* Problems *
#1 According to the Sunoco earnings report, how much did the Retail Marketing segment earn in the quarter?
#2 Quote the Sunoco earnings report between "Quarterly revenue came" and "gasoline sales volumes.", inclusive.
#3 Continue the Sunoco earnings report from where it stops.

* Document *
* Begin *

The company has reported earnings per share (excluding special items) of 5 cents, defying the Zacks Consensus Estimate of a loss of 27 cents. However, comparing year over year, results declined 54.5% from the prior-year adjusted result of 11 cents.
For full-year 2011, the company posted a loss of 3 cents per share, against earnings of $1.79 in the prior year. However, the reported results were better than our projection of a loss of 33 cents.
Quarterly revenue came in at $12.73 billion compared with $9.93 billion in the prior-year quarter and was 49.2% above our projection.
Sunoco generated revenues of $46.92 billion in fiscal 2011, compared with $36.40 billion in 2010. The fiscal result also surpassed the Zacks Consensus Estimate of $34.84 billion.
Refining & Supply: The segment lost $117 million during the quarter, wider than a $17 million loss incurred in fourth quarter 2010, hurt by weak production and margins.
Realized margin averaged $1.13 per barrel, down from $4.77 per barrel in the prior-year quarter, while total throughputs declined approximately 28.5% year over year to 455.2 thousand barrels per day (MBbl/d).
Retail Marketing: The segment earned $40 million versus $1 million in the year-ago quarter, reflecting improved retail gasoline and distillate margins, partially negated by reduced gasoline sales volumes.
Logistics: The segment generated a profit of $66 million, up 88.6% year over year attributable to enhanced crude oil production and margins, increased demand for oil coupled with recent acquisitions, and organic growth projects.
Coke: In mid-January, Sunoco completed the separation of this segment into a 100% publicly traded company, named SunCoke Energy Inc (SXC - Snapshot Report). Hence, from first quarter 2012, this segment will be treated as discontinued operation.
The segment’s profit in the fourth quarter 2011 plunged 64.0% year over year to $9 million due to lower coke sales revenue and greater general and administrative expenses.
In late October 2011, Sunoco completed the divesture of its phenol manufacturing facility in Haverhill, Ohio to Haverhill Chemicals LLC, a unit of Goradia Capital LLC for $100 million in cash. In July, the company sealed the sale of its Frankford phenol and acetone plant to Honeywell International (HON - Analyst Report). Both these transactions marked Sunoco’s exit from the Chemicals business, which from now on will be treated as discontinued operations.

* End *

Excerpt from a dataset:
* Begin *

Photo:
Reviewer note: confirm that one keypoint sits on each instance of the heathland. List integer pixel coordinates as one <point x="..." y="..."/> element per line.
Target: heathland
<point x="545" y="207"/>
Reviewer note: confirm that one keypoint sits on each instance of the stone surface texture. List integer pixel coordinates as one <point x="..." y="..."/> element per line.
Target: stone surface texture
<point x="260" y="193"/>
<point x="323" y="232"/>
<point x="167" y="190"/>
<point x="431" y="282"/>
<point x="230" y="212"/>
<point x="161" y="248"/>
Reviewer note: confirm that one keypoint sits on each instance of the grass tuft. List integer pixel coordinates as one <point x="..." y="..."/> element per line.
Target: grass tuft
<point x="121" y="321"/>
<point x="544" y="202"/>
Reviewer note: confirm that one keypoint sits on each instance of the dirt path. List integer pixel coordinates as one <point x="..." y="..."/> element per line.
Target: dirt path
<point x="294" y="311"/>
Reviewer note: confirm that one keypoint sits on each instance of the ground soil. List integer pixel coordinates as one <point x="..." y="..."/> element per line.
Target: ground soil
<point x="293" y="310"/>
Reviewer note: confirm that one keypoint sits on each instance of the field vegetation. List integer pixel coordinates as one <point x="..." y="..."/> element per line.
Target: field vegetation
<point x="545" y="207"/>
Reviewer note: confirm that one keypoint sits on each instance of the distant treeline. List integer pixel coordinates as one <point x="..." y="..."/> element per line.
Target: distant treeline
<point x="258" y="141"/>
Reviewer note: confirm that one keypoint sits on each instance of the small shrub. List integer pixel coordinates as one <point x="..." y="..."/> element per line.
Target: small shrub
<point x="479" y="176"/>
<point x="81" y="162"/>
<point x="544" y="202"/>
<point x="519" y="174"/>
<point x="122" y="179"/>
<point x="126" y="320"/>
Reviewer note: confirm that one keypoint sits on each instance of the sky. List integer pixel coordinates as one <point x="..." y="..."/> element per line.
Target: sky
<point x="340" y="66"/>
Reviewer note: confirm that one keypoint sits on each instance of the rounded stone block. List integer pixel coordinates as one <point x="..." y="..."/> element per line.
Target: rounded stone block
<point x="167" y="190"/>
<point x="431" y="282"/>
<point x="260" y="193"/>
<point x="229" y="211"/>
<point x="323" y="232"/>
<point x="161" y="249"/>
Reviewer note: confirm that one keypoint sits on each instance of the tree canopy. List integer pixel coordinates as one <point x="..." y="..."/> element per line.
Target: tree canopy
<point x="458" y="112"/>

* End *

* Responses to the exercise *
#1 $40 million, versus $1 million in the year-ago quarter.

#2
Quarterly revenue came in at $12.73 billion compared with $9.93 billion in the prior-year quarter and was 49.2% above our projection.
Sunoco generated revenues of $46.92 billion in fiscal 2011, compared with $36.40 billion in 2010. The fiscal result also surpassed the Zacks Consensus Estimate of $34.84 billion.
Refining & Supply: The segment lost $117 million during the quarter, wider than a $17 million loss incurred in fourth quarter 2010, hurt by weak production and margins.
Realized margin averaged $1.13 per barrel, down from $4.77 per barrel in the prior-year quarter, while total throughputs declined approximately 28.5% year over year to 455.2 thousand barrels per day (MBbl/d).
Retail Marketing: The segment earned $40 million versus $1 million in the year-ago quarter, reflecting improved retail gasoline and distillate margins, partially negated by reduced gasoline sales volumes.

#3
The Chemicals segment generated an income (from continuing operations) of $3 million during the fourth quarter, as against a profit of $6 million in the prior-year period. The underperformance was due to lower margins and output.
Capital Expenditure & Balance Sheet
During 2011, Sunoco incurred a capital expenditure of about $723 million. As of December 31, 2011, Sunoco had cash and cash equivalents of $2.06 billion and long-term debt (including current portion) of approximately $3.44 billion. Debt-to-capitalization ratio was 65.6%.
Another independent refiner Tesoro Corporation (TSO - Analyst Report) came out with lower-than-expected fourth-quarter and full year 2011 results in early February. The company reported loss per share of 89 cents, wider than the Zacks Consensus estimated loss of 66 cents. For full-year 2011, the company earned $3.81 per share, missing our earnings projection of $4.13.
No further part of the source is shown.